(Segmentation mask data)
══════════

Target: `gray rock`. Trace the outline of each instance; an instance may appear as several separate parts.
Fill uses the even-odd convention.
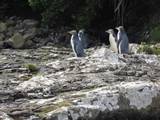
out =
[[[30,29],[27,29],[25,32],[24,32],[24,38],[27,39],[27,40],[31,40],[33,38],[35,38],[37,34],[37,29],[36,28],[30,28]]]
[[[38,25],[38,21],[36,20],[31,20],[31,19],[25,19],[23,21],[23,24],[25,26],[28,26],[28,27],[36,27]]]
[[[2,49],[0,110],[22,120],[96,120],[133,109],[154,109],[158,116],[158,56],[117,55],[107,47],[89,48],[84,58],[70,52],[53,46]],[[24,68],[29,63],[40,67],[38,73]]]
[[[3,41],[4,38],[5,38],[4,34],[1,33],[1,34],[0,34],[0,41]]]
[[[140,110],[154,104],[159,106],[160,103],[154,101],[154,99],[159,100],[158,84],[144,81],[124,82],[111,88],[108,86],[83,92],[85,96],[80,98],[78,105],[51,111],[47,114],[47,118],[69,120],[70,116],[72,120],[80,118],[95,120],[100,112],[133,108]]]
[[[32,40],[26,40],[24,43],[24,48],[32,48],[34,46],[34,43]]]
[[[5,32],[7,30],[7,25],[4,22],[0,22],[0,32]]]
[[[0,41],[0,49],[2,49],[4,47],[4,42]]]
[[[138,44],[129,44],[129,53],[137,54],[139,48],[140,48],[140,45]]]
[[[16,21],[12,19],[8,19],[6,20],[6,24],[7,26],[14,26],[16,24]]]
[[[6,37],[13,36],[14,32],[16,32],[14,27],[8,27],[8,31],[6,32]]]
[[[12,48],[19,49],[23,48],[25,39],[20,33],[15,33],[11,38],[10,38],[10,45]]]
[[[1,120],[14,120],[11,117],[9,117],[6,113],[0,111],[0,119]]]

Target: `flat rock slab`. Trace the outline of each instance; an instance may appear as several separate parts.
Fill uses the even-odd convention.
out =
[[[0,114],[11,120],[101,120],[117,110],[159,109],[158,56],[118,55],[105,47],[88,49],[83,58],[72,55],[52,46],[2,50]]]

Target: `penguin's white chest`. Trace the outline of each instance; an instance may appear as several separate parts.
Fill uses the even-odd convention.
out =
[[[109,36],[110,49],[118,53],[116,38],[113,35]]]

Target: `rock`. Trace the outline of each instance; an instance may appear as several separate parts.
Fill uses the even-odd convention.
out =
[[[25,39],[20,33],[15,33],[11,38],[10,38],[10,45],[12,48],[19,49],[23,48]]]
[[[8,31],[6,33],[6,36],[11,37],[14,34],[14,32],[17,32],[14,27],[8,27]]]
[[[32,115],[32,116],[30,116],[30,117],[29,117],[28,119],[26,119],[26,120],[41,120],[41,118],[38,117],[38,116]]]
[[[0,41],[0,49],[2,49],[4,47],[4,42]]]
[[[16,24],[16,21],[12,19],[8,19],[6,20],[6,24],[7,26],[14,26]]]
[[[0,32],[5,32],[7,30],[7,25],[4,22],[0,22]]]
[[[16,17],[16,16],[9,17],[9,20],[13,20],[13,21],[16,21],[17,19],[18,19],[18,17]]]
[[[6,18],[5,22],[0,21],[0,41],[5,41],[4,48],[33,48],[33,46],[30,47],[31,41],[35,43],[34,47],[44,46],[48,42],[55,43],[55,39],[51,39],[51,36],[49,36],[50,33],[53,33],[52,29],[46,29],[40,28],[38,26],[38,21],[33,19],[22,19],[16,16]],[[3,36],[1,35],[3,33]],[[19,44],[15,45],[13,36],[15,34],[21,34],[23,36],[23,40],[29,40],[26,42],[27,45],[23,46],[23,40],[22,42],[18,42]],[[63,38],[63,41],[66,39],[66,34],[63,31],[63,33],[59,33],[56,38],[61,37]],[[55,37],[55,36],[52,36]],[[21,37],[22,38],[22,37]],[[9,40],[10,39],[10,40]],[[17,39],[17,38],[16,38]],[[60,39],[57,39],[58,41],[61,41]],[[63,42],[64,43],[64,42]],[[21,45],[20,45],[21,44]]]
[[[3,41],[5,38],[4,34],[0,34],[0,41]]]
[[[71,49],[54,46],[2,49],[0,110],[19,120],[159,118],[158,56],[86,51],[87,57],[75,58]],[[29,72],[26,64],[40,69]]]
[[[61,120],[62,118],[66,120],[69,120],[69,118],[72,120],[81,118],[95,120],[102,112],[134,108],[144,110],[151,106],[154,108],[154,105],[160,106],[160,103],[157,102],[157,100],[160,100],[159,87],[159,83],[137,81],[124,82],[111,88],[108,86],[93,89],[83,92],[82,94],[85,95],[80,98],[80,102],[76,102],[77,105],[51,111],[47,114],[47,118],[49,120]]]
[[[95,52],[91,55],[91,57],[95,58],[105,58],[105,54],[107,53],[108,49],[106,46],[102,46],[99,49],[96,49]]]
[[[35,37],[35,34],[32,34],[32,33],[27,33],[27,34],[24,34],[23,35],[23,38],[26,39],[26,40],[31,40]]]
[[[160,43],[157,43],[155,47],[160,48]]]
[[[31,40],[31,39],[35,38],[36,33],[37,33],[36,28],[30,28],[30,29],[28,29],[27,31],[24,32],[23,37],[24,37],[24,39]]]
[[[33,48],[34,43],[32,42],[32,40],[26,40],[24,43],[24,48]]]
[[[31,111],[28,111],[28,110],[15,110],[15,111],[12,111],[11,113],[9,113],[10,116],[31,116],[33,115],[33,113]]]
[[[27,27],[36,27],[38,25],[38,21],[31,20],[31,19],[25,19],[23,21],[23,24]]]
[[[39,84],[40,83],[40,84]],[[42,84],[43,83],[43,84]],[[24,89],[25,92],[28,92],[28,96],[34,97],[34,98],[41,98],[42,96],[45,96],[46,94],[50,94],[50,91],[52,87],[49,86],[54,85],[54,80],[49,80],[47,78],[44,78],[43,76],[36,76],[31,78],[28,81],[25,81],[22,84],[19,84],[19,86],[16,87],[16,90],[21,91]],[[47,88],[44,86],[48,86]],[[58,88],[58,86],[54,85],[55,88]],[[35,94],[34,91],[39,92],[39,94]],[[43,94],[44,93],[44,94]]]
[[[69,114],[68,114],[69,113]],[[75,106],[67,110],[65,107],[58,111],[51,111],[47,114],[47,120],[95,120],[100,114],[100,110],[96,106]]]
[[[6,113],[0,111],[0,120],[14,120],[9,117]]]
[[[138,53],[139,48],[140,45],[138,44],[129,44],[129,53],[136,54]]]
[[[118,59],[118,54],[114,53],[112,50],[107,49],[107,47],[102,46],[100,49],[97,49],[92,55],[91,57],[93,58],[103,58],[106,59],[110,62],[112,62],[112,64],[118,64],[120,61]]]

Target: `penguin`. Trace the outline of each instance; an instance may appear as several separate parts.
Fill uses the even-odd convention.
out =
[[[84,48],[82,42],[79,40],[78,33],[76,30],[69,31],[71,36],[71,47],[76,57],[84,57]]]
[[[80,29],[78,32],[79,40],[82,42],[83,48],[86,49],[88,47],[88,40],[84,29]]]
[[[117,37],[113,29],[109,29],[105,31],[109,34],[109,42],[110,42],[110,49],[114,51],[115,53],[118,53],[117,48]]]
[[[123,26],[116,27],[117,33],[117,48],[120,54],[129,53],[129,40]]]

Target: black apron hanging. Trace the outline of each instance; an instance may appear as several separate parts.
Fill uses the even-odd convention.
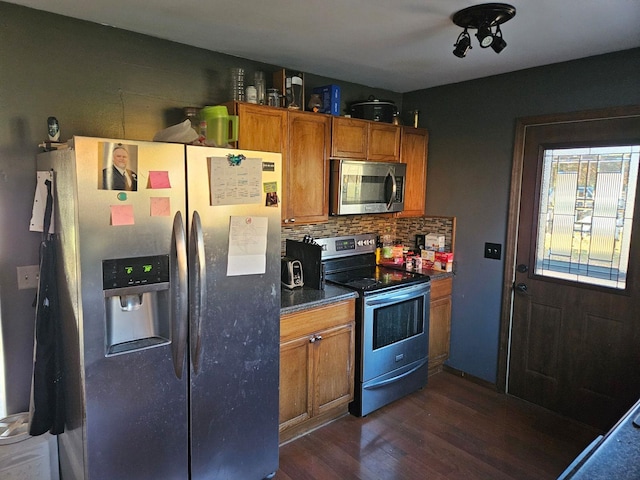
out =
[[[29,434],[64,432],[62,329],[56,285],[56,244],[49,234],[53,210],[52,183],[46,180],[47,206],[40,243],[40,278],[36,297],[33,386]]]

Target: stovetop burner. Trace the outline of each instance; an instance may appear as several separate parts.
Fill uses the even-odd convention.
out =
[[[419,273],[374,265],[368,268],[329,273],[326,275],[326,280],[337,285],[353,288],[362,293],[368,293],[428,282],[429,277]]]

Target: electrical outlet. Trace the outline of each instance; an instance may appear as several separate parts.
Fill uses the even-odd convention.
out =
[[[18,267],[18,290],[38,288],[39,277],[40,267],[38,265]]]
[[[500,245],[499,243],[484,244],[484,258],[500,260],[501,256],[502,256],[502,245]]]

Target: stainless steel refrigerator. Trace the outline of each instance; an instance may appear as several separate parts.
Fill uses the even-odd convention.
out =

══════════

● **Instructions to follow**
Every line in the data that holds the string "penguin" should be copied.

● **Written response**
Target: `penguin's white chest`. Trace the outline of each instance; an instance may appear as several separate parts.
Target: `penguin`. Trace the outline of each instance; an instance may appear as several separate parts.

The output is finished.